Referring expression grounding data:
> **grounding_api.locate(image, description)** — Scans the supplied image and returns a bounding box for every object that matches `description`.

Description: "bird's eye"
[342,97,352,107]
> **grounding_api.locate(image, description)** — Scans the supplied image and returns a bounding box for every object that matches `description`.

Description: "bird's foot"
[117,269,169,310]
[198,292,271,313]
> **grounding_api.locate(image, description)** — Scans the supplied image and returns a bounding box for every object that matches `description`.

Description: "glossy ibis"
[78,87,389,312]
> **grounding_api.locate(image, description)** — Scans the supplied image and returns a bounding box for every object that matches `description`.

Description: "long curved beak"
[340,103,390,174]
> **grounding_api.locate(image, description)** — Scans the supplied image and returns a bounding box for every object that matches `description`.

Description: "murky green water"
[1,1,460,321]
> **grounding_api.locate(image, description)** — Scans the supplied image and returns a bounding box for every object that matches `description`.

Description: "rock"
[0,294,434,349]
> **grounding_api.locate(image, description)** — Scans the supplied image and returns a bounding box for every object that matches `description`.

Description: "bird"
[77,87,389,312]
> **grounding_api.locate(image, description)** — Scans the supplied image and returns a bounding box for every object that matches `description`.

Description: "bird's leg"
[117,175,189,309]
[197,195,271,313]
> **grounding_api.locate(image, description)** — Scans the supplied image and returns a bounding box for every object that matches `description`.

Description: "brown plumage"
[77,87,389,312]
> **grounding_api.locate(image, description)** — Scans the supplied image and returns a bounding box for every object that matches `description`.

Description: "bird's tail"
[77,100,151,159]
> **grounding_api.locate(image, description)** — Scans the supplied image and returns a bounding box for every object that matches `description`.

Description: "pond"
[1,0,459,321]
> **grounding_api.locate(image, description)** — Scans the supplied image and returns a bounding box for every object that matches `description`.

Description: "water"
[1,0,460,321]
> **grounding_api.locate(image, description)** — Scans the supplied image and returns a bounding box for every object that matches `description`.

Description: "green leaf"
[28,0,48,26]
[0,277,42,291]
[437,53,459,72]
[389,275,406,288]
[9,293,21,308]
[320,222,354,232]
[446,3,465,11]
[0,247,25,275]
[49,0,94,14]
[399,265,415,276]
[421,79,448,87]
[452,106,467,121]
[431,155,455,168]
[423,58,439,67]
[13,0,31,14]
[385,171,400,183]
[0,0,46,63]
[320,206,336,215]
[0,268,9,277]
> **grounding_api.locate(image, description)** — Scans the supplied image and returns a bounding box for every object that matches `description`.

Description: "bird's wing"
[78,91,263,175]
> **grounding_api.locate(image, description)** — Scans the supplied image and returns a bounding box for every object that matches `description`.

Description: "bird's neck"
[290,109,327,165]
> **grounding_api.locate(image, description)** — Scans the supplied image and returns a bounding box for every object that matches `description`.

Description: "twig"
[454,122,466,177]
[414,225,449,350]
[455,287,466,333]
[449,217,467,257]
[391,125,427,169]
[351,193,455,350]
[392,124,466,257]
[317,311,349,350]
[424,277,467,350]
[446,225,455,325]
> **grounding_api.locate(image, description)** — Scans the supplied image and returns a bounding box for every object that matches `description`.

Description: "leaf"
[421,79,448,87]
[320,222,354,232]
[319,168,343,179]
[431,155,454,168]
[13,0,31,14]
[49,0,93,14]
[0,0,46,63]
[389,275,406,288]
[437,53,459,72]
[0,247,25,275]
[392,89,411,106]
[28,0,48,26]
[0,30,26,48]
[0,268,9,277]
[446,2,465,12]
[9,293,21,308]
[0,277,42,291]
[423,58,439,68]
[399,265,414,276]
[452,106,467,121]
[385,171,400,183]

YOUR TASK:
Set down the records again without altering a word.

RESPONSE AREA:
> **grounding_api.locate(image, description)** — Scans the supplied image and returns a bounding box for every object that matches `description`.

Description: "bird's eye"
[342,97,352,107]
> **grounding_api.locate(image, description)** — Scans the supplied image and returns a bounding box for every object that matches `description`.

Description: "bird's foot"
[117,269,169,310]
[198,292,271,313]
> **grounding_api.locate(image, description)** — Scans the supplied image and returns a bounding box for every object that matches `description`.

Description: "glossy ibis"
[78,87,389,312]
> **grounding_api.locate(image, description)** — Scans the supplied image and returns a bounding box for every object that matches `description`.

Description: "long curved beak"
[340,103,390,174]
> **grounding_api.locate(image, description)** — Scans the supplied image and returns a bounding box for every object that matches `description`.

Description: "murky green water"
[1,1,460,321]
> **grounding_api.locate(image, description)** — Scans the supplied image and returns a bounding box for every object that matches `description`.

Description: "rock"
[0,294,434,349]
> **grounding_api.locate(image, description)** — Scans the supplied image and returns a bounding box for every object that matches `description`.

Description: "bird"
[77,87,389,312]
> **grounding_api.locate(image, description)** — Scans the supplied image and returns a bounding box for every object that matches `description`.

Description: "bird's leg"
[117,175,189,309]
[197,195,271,313]
> **grounding_api.locate(image, description)** — Scans the supplied image and returns a bounding box for every object that matches `description`.

Description: "brown plumage"
[77,87,389,312]
> **grounding_api.locate(image, description)** — Scans the supplied image and returns a bounding box for every object that matches `description`.

Description: "bird's tail"
[77,100,151,159]
> **grounding_api.locate(image, description)** — Scans the supplied image and returns a bounding box for every object that matches `description`.

Description: "pond"
[1,0,459,321]
> **grounding_api.locate(image, description)** — Scans the supplied image and returns a bounding box for every object that matches `description`.

Description: "water"
[1,0,460,321]
> **grounding_api.locate(image, description)** — Scans the supplied image and returns a bounding box for every object that matches `description`.

Description: "green leaf"
[28,0,48,26]
[0,277,42,291]
[437,53,459,72]
[389,275,406,288]
[9,293,21,308]
[320,222,354,232]
[446,3,465,11]
[0,247,25,275]
[49,0,94,14]
[399,265,415,276]
[421,79,448,87]
[452,106,467,121]
[431,155,455,168]
[423,58,439,67]
[13,0,31,14]
[385,171,400,183]
[0,0,46,63]
[320,206,336,215]
[0,268,9,277]
> **grounding_api.locate(image, description)** — Scans the supplied image and returns a bounding box for every object that matches `description`.

Description: "bird's wing"
[78,91,263,175]
> **grounding_api.locate(image, description)** — Scans the supplied image and returns a bounding box for every object that matches `description`.

Description: "bird's neck"
[290,109,327,165]
> **grounding_api.locate(image, description)** — Scans the supplied image and returns a bounding box for every object that matches `description`.

Description: "twig"
[454,122,466,177]
[414,225,449,350]
[455,287,466,333]
[449,217,467,257]
[391,125,427,169]
[351,193,455,350]
[392,124,466,257]
[317,311,349,350]
[424,277,467,350]
[446,225,455,325]
> **grounding_api.locate(image, description)** — Scans the supplied image and returns a bounding box for every object that matches `description`.

Description: "leaf"
[421,79,448,87]
[320,222,354,232]
[319,168,343,179]
[431,155,454,168]
[13,0,31,14]
[49,0,93,14]
[0,0,46,63]
[389,275,406,288]
[437,53,459,72]
[0,247,25,275]
[392,89,411,106]
[28,0,48,26]
[0,30,26,48]
[0,268,9,277]
[446,2,465,12]
[9,293,21,308]
[0,277,42,291]
[423,58,439,68]
[399,265,414,276]
[452,106,467,121]
[385,171,400,183]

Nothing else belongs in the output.